● **Problem A**
Retype the listing exactly, everything from its first line down to the line containing "pixel 615 226", inclusive.

● **Selected extract**

On December 13, 1996, pursuant to documents dated December 12, 1996, 
U.S. Restaurant Properties Master L.P. (the "Registrant") acquired 30 parcels 
of land on which Grandy's restaurants are located. The 30 Grandy's restaurants 
are located in Texas, Oklahoma, and New Mexico. The acquisition was done 
pursuant to one purchase and sales agreement. The purchase price equaled 
$12,500,000 in cash and other capitalized costs equaled approximately 
$200,000. The selling entity was Grandy's, Inc., a California Corporation. 
Grandy's, Inc. is an operator of Grandy's restaurants. Funds for the 
acquisition were drawn on a bank line of credit.

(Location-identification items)
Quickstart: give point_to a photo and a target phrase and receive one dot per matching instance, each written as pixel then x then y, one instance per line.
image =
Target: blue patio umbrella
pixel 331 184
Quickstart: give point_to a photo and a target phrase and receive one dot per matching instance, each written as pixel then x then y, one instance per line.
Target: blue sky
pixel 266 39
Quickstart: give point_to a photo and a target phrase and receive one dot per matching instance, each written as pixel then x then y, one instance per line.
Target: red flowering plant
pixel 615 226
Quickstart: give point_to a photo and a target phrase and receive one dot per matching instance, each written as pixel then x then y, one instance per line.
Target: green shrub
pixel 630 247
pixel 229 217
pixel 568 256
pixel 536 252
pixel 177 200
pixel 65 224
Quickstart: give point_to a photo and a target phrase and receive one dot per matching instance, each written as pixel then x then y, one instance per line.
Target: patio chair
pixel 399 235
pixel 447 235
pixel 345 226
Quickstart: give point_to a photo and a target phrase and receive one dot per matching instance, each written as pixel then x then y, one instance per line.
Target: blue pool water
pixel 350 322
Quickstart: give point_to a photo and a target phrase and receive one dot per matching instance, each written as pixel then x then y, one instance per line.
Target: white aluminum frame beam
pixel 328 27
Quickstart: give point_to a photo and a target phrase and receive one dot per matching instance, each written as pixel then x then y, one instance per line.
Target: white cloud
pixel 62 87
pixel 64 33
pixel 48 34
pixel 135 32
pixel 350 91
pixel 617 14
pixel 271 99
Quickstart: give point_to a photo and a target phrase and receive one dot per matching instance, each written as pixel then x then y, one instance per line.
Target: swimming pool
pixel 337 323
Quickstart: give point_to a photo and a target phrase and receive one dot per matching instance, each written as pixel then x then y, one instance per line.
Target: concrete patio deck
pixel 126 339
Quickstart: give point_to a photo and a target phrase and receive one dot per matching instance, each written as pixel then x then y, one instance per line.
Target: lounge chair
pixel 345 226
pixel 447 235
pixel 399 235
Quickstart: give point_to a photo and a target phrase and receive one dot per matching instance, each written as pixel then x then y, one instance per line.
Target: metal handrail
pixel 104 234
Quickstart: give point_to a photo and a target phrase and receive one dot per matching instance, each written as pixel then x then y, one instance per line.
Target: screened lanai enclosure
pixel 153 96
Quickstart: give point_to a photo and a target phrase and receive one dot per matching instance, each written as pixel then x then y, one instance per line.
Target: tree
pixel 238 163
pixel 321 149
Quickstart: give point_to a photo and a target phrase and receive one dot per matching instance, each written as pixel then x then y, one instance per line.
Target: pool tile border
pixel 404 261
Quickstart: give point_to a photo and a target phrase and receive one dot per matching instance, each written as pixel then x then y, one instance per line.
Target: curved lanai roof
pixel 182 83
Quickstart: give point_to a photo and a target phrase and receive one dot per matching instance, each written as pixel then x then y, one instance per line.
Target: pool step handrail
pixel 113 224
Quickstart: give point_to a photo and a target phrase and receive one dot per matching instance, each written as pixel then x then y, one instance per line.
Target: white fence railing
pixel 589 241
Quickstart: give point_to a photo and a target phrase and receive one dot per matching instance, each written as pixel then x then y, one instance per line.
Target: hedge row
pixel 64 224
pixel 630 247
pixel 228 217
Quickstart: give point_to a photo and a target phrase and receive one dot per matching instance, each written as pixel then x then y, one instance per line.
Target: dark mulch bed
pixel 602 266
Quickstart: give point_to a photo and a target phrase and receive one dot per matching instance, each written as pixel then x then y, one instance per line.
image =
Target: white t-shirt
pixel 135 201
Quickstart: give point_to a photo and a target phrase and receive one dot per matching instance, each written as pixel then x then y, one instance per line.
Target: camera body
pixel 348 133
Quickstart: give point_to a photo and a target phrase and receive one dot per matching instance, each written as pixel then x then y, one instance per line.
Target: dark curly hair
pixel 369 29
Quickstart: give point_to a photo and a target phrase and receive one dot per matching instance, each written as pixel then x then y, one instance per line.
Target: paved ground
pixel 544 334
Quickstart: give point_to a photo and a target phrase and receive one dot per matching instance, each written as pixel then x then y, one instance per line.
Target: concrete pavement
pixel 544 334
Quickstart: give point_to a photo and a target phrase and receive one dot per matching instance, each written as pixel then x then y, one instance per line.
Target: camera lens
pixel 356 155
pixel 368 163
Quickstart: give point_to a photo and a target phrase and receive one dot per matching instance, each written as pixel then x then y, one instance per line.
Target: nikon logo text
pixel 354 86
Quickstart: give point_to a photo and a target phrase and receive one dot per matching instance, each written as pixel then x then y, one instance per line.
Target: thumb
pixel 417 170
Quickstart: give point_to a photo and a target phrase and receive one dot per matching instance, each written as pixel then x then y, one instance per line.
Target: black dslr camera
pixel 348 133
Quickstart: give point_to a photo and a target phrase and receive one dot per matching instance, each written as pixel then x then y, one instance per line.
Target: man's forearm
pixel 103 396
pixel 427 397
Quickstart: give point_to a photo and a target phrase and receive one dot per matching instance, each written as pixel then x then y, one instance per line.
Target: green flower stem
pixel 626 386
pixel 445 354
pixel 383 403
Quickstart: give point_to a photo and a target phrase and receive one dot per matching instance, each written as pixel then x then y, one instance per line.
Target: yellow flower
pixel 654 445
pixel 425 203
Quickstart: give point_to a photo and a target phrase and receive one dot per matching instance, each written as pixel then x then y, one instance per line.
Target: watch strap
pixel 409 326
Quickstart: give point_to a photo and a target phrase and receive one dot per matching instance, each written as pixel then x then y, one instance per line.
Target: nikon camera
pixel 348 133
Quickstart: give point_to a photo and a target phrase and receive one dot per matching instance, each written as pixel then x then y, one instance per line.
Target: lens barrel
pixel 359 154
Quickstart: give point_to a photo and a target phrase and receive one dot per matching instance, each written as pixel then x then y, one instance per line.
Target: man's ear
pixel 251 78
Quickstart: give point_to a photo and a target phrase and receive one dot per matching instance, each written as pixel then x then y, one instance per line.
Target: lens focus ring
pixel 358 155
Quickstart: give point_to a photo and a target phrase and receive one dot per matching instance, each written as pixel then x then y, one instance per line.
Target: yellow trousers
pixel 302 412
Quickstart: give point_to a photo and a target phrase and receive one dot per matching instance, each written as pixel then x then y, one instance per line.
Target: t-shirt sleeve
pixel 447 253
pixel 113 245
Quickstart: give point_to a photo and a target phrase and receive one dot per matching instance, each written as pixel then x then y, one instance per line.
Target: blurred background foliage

● **Problem B**
Echo the Grandy's acquisition passage exactly, everything from "On December 13, 1996, pursuant" down to "a California Corporation.".

● **Task output A**
Quickstart: give point_to a photo and a target phrase and receive one dot per matching instance, each written as pixel then x then y, one instance per line.
image =
Target: blue patio umbrella
pixel 331 184
Quickstart: give point_to a photo and a target phrase and receive one dot per matching instance, each written as pixel then x then y, one instance per line.
Target: blue sky
pixel 266 39
Quickstart: give point_to a photo and a target phrase and receive one dot per matching instance, each written as pixel then x then y, one instance per line.
Target: red flowering plant
pixel 615 226

● **Task output B**
On December 13, 1996, pursuant to documents dated December 12, 1996, 
U.S. Restaurant Properties Master L.P. (the "Registrant") acquired 30 parcels 
of land on which Grandy's restaurants are located. The 30 Grandy's restaurants 
are located in Texas, Oklahoma, and New Mexico. The acquisition was done 
pursuant to one purchase and sales agreement. The purchase price equaled 
$12,500,000 in cash and other capitalized costs equaled approximately 
$200,000. The selling entity was Grandy's, Inc., a California Corporation.